- _ASSIGNMENT_: Pull out every line of the records below that contains the word "rough", and list those lines without changing them.

- _LISTED RECORDS_:

========================================

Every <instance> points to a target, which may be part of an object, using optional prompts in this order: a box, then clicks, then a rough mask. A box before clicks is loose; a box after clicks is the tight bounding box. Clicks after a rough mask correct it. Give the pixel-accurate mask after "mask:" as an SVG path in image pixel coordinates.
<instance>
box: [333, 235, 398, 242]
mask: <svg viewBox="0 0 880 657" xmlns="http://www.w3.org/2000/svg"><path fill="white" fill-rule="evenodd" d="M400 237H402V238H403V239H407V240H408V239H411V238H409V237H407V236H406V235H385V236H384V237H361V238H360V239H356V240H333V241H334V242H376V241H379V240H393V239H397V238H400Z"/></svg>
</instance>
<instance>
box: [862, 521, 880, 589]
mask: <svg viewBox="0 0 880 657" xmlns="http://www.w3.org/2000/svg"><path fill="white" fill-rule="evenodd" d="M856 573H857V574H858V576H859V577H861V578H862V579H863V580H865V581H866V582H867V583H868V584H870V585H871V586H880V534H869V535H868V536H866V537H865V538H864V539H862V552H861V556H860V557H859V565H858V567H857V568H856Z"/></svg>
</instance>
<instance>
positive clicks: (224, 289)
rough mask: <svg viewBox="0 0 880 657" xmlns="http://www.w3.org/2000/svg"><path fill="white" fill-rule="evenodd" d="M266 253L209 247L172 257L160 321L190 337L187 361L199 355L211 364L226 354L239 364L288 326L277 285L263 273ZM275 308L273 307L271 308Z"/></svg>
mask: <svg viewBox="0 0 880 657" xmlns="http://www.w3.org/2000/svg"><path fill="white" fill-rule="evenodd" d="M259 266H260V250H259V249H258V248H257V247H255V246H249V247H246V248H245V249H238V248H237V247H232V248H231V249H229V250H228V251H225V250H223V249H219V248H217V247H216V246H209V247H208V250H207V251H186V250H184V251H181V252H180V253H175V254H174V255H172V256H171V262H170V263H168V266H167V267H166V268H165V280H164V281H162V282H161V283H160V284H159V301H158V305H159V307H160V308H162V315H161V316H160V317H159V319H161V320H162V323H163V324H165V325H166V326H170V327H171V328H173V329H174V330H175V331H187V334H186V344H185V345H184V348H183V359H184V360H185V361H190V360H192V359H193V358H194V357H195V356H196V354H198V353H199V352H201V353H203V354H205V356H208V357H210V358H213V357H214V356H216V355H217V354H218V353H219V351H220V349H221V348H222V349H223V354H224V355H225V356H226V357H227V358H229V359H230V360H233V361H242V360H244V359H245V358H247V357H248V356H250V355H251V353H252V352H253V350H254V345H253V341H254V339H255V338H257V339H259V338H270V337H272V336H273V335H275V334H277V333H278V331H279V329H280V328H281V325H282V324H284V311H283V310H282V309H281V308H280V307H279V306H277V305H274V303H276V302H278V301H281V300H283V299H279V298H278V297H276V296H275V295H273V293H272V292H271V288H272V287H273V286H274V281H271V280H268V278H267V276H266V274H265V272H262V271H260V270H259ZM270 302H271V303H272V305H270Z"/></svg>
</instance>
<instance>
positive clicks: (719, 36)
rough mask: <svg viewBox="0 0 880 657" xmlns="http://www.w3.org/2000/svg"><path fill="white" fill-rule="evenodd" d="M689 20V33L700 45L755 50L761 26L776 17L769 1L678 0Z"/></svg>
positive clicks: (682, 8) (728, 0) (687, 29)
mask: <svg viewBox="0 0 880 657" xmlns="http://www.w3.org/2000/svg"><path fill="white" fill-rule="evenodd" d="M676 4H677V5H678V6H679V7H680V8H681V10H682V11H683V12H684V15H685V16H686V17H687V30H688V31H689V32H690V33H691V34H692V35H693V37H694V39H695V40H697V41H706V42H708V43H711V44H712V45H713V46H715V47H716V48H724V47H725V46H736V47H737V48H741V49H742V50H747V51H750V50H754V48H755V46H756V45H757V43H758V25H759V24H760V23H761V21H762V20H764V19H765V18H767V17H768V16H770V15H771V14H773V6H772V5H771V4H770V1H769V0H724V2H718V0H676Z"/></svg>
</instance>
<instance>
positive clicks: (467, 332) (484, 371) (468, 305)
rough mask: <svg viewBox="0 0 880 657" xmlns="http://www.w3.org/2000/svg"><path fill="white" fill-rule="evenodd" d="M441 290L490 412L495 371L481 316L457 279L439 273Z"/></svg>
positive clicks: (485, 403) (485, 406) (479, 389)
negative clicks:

========================================

- _OUTPUT FOR THIS TASK_:
Every <instance> points to a target, which may be part of an object, using optional prompts in this order: a box, then clicks, then a rough mask. A box before clicks is loose; a box after clicks is the tight bounding box. Clicks after a rough mask correct it. Give the pixel-accurate mask after "mask:" as an SVG path in image pixel coordinates.
rough mask: <svg viewBox="0 0 880 657" xmlns="http://www.w3.org/2000/svg"><path fill="white" fill-rule="evenodd" d="M266 253L209 247L172 257L160 321L190 337L187 361L199 355L211 364L226 354L239 364L288 326L277 285L263 273ZM275 308L273 307L271 308Z"/></svg>
rough mask: <svg viewBox="0 0 880 657" xmlns="http://www.w3.org/2000/svg"><path fill="white" fill-rule="evenodd" d="M689 20V33L700 45L755 50L761 26L776 17L769 1L678 0Z"/></svg>
rough mask: <svg viewBox="0 0 880 657" xmlns="http://www.w3.org/2000/svg"><path fill="white" fill-rule="evenodd" d="M441 290L490 412L495 371L481 316L457 279L439 273Z"/></svg>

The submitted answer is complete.